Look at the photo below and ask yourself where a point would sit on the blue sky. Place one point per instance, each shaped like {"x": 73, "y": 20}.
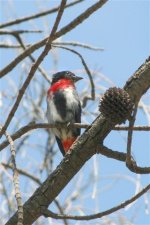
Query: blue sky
{"x": 122, "y": 28}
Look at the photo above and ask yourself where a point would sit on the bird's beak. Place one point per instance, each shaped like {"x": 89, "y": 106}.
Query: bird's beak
{"x": 77, "y": 78}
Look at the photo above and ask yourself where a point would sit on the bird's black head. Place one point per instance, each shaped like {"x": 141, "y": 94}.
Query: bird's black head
{"x": 65, "y": 75}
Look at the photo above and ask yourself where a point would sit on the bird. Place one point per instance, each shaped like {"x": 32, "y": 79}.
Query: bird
{"x": 64, "y": 108}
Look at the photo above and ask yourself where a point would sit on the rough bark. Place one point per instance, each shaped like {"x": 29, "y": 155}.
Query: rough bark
{"x": 82, "y": 150}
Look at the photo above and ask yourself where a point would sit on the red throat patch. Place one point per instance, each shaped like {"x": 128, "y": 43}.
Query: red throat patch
{"x": 61, "y": 84}
{"x": 67, "y": 143}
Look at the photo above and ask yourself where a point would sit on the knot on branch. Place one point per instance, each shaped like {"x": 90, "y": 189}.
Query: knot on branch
{"x": 116, "y": 105}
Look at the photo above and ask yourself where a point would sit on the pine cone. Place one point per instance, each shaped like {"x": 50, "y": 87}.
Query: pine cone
{"x": 116, "y": 105}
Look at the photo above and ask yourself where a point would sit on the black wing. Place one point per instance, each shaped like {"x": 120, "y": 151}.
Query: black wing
{"x": 78, "y": 119}
{"x": 60, "y": 145}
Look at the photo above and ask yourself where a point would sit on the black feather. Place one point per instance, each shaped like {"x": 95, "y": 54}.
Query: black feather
{"x": 60, "y": 145}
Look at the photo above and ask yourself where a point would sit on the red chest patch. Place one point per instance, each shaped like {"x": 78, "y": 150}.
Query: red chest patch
{"x": 61, "y": 84}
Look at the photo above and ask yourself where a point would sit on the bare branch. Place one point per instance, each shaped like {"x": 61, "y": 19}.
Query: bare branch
{"x": 37, "y": 15}
{"x": 48, "y": 213}
{"x": 78, "y": 44}
{"x": 31, "y": 126}
{"x": 81, "y": 151}
{"x": 15, "y": 180}
{"x": 34, "y": 68}
{"x": 58, "y": 34}
{"x": 129, "y": 140}
{"x": 122, "y": 157}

# # # #

» Your task: Please put every line of the items above into a Markdown table with the columns "Number" and "Content", numbering the rows in order and leaving out blank lines and the pictures.

» Output for this exercise:
| Number | Content |
|---|---|
| 1 | Look at the photo below and ask yourself where a point would sit on the blue sky. Place one point per instance, each shaped like {"x": 73, "y": 20}. |
| 2 | Query: blue sky |
| 3 | {"x": 122, "y": 28} |
| 4 | Look at the photo above and ask yourself where a point would sit on the bird's beak. Place one point per instance, each shaped like {"x": 89, "y": 106}. |
| 5 | Query: bird's beak |
| 6 | {"x": 77, "y": 78} |
| 7 | Look at the photo above and ask yourself where a point would sit on the bird's black head. Place one point per instance, each shaped like {"x": 141, "y": 94}. |
| 8 | Query: bird's black head |
| 9 | {"x": 65, "y": 75} |
| 10 | Look at the photo above and ask yourself where a point would sit on the bird. Place one point per instance, each shaped like {"x": 32, "y": 79}. |
| 11 | Query: bird |
| 12 | {"x": 64, "y": 108} |
| 13 | Look at the photo above and ask yourself where a point would sit on the rough bark. Place one point per instance, each shaped like {"x": 29, "y": 155}. |
| 14 | Query: rough bark |
| 15 | {"x": 82, "y": 150} |
| 16 | Look at the photo above and ask yourself where a point would sit on the red throat patch. Place one point per instance, each shaped like {"x": 128, "y": 43}. |
| 17 | Query: red throat patch |
| 18 | {"x": 61, "y": 84} |
| 19 | {"x": 67, "y": 143} |
| 20 | Look at the photo above and ask yourself where a point would sit on the knot on branch. Place one point per instance, each shaped like {"x": 90, "y": 189}. |
| 21 | Query: knot on branch |
| 22 | {"x": 116, "y": 105} |
| 23 | Look at the photo above and ask yourself where a point would sit on the pine cone. Place one point per instance, each shaped like {"x": 50, "y": 87}. |
| 24 | Query: pine cone |
| 25 | {"x": 116, "y": 105} |
| 26 | Look at the photo above and ask yourself where a point would sit on the black wing. Place one point per instance, each shaped like {"x": 120, "y": 151}. |
| 27 | Query: black wing |
| 28 | {"x": 78, "y": 119} |
| 29 | {"x": 60, "y": 145} |
| 30 | Look at the photo above and ask yourself where a point would sit on the black feather. Place one point per instance, each shaped like {"x": 95, "y": 54}. |
| 31 | Query: black feather |
| 32 | {"x": 60, "y": 145} |
| 33 | Look at the photo above and ask yourself where a point would sit on the red chest patch. Place one point per instance, each shaped like {"x": 78, "y": 150}. |
| 34 | Query: red chest patch |
| 35 | {"x": 61, "y": 84} |
| 36 | Look at the photo above and ask yourself where a point would sit on the bare branch. Place one point per instance, each shaped like {"x": 61, "y": 19}. |
| 37 | Query: bare branch |
| 38 | {"x": 37, "y": 15} |
| 39 | {"x": 48, "y": 213} |
| 40 | {"x": 78, "y": 44} |
| 41 | {"x": 31, "y": 126} |
| 42 | {"x": 81, "y": 151} |
| 43 | {"x": 15, "y": 180} |
| 44 | {"x": 34, "y": 68} |
| 45 | {"x": 58, "y": 34} |
| 46 | {"x": 129, "y": 140} |
| 47 | {"x": 122, "y": 157} |